**Set problem:** Rewrite the listing below, replacing every occurrence of "place a single dot" with "mark one point" and keeping all other text unchanged.

**Exercise input:**

========================================

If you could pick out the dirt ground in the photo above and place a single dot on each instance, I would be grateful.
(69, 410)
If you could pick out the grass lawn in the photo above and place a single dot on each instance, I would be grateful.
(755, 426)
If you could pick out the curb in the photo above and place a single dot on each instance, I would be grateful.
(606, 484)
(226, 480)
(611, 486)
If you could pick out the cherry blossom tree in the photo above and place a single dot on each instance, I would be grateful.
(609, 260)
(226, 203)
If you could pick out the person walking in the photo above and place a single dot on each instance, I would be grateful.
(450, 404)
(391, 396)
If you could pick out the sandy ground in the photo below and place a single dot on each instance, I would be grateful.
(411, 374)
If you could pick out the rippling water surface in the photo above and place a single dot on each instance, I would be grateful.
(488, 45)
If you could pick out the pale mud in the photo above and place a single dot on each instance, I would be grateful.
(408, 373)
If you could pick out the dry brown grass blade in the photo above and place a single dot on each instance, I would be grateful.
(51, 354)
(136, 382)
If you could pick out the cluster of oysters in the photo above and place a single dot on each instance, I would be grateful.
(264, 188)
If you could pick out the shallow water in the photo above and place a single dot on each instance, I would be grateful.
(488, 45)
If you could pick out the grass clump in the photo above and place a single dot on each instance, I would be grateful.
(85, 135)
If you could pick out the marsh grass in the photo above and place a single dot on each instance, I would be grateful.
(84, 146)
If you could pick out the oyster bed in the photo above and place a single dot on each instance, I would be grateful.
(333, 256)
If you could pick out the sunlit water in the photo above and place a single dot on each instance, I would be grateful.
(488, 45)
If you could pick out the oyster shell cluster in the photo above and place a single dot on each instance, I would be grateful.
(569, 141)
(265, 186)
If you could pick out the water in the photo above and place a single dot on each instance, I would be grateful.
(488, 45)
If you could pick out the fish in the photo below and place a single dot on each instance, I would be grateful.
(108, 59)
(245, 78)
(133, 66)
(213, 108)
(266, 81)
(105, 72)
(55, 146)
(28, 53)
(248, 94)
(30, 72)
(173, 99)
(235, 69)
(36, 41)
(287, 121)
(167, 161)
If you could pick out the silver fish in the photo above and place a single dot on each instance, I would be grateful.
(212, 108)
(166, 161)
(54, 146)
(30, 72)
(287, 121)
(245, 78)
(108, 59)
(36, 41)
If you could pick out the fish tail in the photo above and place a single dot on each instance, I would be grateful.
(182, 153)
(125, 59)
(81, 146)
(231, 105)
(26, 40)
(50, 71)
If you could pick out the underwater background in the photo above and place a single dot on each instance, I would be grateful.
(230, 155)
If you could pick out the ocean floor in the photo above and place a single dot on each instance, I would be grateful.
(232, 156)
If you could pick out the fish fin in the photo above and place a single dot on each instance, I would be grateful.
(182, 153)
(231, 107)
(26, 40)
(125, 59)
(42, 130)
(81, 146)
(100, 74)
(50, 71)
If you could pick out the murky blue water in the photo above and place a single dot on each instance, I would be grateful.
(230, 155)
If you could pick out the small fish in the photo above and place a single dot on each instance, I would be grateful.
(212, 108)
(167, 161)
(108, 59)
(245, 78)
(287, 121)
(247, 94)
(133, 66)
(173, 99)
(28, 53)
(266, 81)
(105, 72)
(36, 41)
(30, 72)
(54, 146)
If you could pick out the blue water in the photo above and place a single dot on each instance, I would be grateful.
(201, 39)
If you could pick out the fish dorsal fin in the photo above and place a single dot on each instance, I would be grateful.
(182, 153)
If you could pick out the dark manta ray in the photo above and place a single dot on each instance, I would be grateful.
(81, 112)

========================================

**Answer for this exercise:**
If you could pick out the dirt ground in the photo above and mark one point on each instance, I would be grateful.
(69, 410)
If you could pick out the grass lawn in the photo above and mark one point on each instance, I would be grateful.
(755, 426)
If you could pick out the curb in the photo above and mark one point on each instance, I would be grateful.
(606, 484)
(226, 480)
(611, 486)
If you could pick out the cherry blossom tree in the photo above and mark one point on each instance, I would be grateful.
(609, 260)
(226, 203)
If you could pick out the person walking in the photo above and mark one point on each instance, I would be grateful.
(450, 404)
(391, 396)
If you could pick out the sandy ground in the photo below and mark one point on each instance, I would be grateful.
(411, 374)
If you could pick out the rippling water surface in the photo above and mark one point on each instance, I would be grateful.
(488, 45)
If you could pick out the pale mud in the photo above and mark one point on each instance, I would be grateful.
(408, 373)
If you could pick out the dry brown grass blade in the photo above and mark one point on each instance, I would be grateful.
(51, 354)
(136, 382)
If you could pick out the cluster of oysters in the photo above and mark one point on each instance, I would be grateful.
(264, 188)
If you could pick out the shallow water in the photo above and mark one point on each instance, I would be grateful.
(488, 45)
If you could pick out the grass clump in the photo above and mark one point on each instance, I would be grateful.
(85, 135)
If you could pick out the marsh grass in the photo above and mark one point on each instance, I would be grateful.
(84, 146)
If you could pick out the oyster bed in the photo above and mark one point on each instance, I would be grateful.
(333, 256)
If you could pick out the sunlit water in the photo above and mark one point on each instance, I would be grateful.
(488, 45)
If you could pick out the oyster shell cluster in the photo above and mark one point on each instance, I would be grateful.
(569, 141)
(265, 186)
If you could pick out the water in the photo above and mark one point on each instance, I would be grateful.
(488, 45)
If you could pick out the fish in the photo below and mark one point on each instance, I would be grateful.
(108, 59)
(245, 78)
(133, 66)
(213, 108)
(266, 81)
(105, 72)
(55, 146)
(28, 53)
(248, 94)
(30, 72)
(173, 99)
(235, 69)
(36, 41)
(287, 121)
(167, 161)
If you could pick out the silver fish in the photo above and mark one point on each instance, I would be grateful.
(212, 108)
(166, 161)
(54, 146)
(30, 72)
(287, 121)
(245, 78)
(108, 59)
(36, 41)
If you could pick out the fish tail in the photo above and mark one point on each instance, I would be grateful.
(182, 153)
(125, 59)
(81, 146)
(231, 105)
(26, 40)
(50, 71)
If you could pick out the underwater background in the photo above and mark one point on each instance, I would be grateful.
(230, 155)
If you could pick out the ocean floor in the photo above and mark one point on each instance, I would be grateful.
(232, 156)
If you could pick out the fish fin in the photo above and mark one point on each instance, I would be grateful.
(182, 153)
(231, 107)
(26, 40)
(125, 59)
(42, 130)
(81, 146)
(100, 74)
(50, 71)
If you could pick out the murky blue water in the photo above and mark one point on each instance, I would be grateful.
(230, 155)
If you could pick out the small fish in the photo above and mark one point on each instance, I would be grateful.
(212, 108)
(167, 161)
(108, 59)
(245, 78)
(287, 121)
(247, 94)
(133, 66)
(173, 99)
(28, 53)
(266, 81)
(105, 72)
(36, 41)
(30, 72)
(54, 146)
If you could pick out the blue water in the photo above and mark one point on each instance, I would be grateful.
(201, 39)
If you could pick out the fish dorsal fin in the photo above and mark one point on each instance, I would be grateful.
(182, 153)
If you could pick out the dark manta ray in the photo above and mark one point on each instance, I would be grateful.
(81, 112)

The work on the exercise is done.